What you need to do
Write out every entry exactly as it stands.

Record excerpts

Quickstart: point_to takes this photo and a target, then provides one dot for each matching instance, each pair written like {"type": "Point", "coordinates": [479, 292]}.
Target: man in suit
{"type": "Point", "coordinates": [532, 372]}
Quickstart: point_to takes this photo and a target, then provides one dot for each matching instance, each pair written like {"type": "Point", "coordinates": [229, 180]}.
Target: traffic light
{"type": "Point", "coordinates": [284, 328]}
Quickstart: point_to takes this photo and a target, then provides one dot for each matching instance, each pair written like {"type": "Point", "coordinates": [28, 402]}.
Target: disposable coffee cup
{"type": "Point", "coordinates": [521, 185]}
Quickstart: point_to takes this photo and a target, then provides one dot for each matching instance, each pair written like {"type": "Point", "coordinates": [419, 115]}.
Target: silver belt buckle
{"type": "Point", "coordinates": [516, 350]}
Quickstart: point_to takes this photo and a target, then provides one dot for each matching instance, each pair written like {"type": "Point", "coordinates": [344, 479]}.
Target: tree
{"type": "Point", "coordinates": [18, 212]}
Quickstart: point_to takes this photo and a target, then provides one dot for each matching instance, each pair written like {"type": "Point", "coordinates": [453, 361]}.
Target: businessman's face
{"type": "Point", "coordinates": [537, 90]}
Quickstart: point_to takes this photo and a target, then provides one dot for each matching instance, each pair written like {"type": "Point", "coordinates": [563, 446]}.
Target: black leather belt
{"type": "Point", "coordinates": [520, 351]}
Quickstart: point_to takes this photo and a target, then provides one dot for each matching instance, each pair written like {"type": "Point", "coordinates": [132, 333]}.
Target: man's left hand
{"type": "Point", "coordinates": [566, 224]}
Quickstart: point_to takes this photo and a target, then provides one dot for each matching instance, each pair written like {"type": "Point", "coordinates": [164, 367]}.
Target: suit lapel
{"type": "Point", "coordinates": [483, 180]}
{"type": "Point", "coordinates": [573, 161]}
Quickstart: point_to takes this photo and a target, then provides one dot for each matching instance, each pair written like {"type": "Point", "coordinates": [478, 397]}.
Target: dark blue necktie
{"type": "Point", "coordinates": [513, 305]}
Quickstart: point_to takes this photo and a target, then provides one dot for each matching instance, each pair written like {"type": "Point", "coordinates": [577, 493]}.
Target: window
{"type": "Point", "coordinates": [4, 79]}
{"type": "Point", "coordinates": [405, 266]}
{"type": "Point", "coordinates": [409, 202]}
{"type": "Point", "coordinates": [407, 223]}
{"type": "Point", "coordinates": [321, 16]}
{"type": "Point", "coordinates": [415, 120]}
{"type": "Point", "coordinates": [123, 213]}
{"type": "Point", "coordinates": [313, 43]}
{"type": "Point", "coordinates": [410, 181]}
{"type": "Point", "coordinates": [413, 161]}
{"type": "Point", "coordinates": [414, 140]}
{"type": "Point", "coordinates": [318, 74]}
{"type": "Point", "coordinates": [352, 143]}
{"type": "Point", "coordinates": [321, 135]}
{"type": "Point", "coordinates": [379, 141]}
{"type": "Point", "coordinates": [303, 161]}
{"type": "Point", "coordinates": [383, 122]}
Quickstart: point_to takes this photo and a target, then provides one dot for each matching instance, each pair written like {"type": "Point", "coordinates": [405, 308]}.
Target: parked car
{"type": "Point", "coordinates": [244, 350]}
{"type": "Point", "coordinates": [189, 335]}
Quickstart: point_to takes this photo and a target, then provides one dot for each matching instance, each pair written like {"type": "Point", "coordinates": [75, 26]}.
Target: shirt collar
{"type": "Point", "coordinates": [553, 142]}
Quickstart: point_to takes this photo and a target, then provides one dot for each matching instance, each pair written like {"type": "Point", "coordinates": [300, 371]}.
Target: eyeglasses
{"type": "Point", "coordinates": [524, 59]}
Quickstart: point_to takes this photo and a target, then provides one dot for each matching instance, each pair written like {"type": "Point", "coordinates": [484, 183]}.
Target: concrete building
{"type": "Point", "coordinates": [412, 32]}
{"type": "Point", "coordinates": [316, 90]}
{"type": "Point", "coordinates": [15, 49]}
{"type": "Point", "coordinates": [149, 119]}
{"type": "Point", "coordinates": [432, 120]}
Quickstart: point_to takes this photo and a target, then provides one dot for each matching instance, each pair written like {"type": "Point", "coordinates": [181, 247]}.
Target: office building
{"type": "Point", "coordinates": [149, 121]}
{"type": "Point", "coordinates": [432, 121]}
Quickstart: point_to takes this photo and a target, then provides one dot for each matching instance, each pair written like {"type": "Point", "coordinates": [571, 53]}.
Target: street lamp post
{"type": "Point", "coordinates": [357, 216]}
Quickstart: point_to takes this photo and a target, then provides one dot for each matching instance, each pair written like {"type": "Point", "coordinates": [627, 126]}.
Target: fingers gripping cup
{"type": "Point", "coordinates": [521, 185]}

Full response
Quickstart: point_to takes this photo and a target, then provides one dot for each matching instance, each pair written like {"type": "Point", "coordinates": [479, 292]}.
Target: man in suit
{"type": "Point", "coordinates": [532, 372]}
Quickstart: point_to takes this photo and a target, then provides one dot for each matching instance, each pair written like {"type": "Point", "coordinates": [229, 180]}.
Target: traffic light
{"type": "Point", "coordinates": [284, 328]}
Quickstart: point_to takes this photo and a target, then provides one dot for each matching instance, each pair written like {"type": "Point", "coordinates": [28, 402]}.
Target: disposable coffee cup
{"type": "Point", "coordinates": [521, 185]}
Quickstart: point_to takes this photo and a target, then provides one dot for each matching instance, each pair written like {"type": "Point", "coordinates": [419, 115]}.
Target: silver belt buckle
{"type": "Point", "coordinates": [516, 350]}
Quickstart: point_to takes this photo and a target, then provides one dot for each matching instance, each pair written like {"type": "Point", "coordinates": [344, 479]}.
Target: tree
{"type": "Point", "coordinates": [18, 212]}
Quickstart: point_to takes this photo and a target, then provides one dot for each matching instance, each pair written like {"type": "Point", "coordinates": [453, 361]}.
Target: businessman's face
{"type": "Point", "coordinates": [537, 90]}
Quickstart: point_to takes this photo and a target, then provides one dot for each matching instance, each pair written like {"type": "Point", "coordinates": [563, 446]}.
Target: black leather belt
{"type": "Point", "coordinates": [520, 351]}
Quickstart: point_to takes this photo and a target, then provides one dot for each matching instance, each pair written like {"type": "Point", "coordinates": [132, 333]}.
Target: man's left hand
{"type": "Point", "coordinates": [566, 224]}
Quickstart: point_to takes this photo and a target, then provides one dot for each matching instance, each pair written like {"type": "Point", "coordinates": [164, 367]}.
Target: suit lapel
{"type": "Point", "coordinates": [483, 180]}
{"type": "Point", "coordinates": [573, 161]}
Quickstart: point_to takes this photo and a target, then provides one dot for each matching instance, each pair written like {"type": "Point", "coordinates": [478, 397]}.
Target: dark blue necktie
{"type": "Point", "coordinates": [513, 305]}
Quickstart: point_to takes this photo and a target, then provides one dot for each matching instance, each pair written like {"type": "Point", "coordinates": [577, 493]}.
Target: window
{"type": "Point", "coordinates": [4, 79]}
{"type": "Point", "coordinates": [405, 266]}
{"type": "Point", "coordinates": [409, 202]}
{"type": "Point", "coordinates": [407, 223]}
{"type": "Point", "coordinates": [321, 16]}
{"type": "Point", "coordinates": [415, 120]}
{"type": "Point", "coordinates": [123, 213]}
{"type": "Point", "coordinates": [313, 43]}
{"type": "Point", "coordinates": [410, 181]}
{"type": "Point", "coordinates": [413, 161]}
{"type": "Point", "coordinates": [414, 140]}
{"type": "Point", "coordinates": [318, 74]}
{"type": "Point", "coordinates": [352, 143]}
{"type": "Point", "coordinates": [321, 135]}
{"type": "Point", "coordinates": [379, 141]}
{"type": "Point", "coordinates": [303, 161]}
{"type": "Point", "coordinates": [383, 122]}
Quickstart: point_to takes this photo and a target, then provides one dot for each matching instance, each pair written like {"type": "Point", "coordinates": [405, 308]}.
Target: parked car
{"type": "Point", "coordinates": [244, 350]}
{"type": "Point", "coordinates": [189, 335]}
Quickstart: point_to takes this photo and a target, then provides one dot for each matching instance, each pair written like {"type": "Point", "coordinates": [75, 26]}.
Target: shirt collar
{"type": "Point", "coordinates": [553, 142]}
Quickstart: point_to takes this photo and a target, then provides one dot for each matching instance, each pair written like {"type": "Point", "coordinates": [300, 371]}.
Target: eyeglasses
{"type": "Point", "coordinates": [524, 59]}
Quickstart: point_to takes this photo and a target, then provides one dot for each matching instance, each pair written like {"type": "Point", "coordinates": [484, 183]}.
Target: concrete building
{"type": "Point", "coordinates": [412, 32]}
{"type": "Point", "coordinates": [316, 90]}
{"type": "Point", "coordinates": [15, 49]}
{"type": "Point", "coordinates": [149, 119]}
{"type": "Point", "coordinates": [432, 120]}
Quickstart: point_to takes this photo and a target, then provides one dot for each matching instance, each pair written like {"type": "Point", "coordinates": [181, 247]}.
Target: office building
{"type": "Point", "coordinates": [149, 121]}
{"type": "Point", "coordinates": [432, 121]}
Quickstart: point_to takes this photo and a target, then provides one dot for each matching instance, each pair written like {"type": "Point", "coordinates": [571, 53]}.
Target: street lamp post
{"type": "Point", "coordinates": [357, 216]}
Quickstart: point_to takes this photo and a target, then provides one dot for each matching instance, each pair written like {"type": "Point", "coordinates": [627, 126]}.
Target: fingers gripping cup
{"type": "Point", "coordinates": [521, 185]}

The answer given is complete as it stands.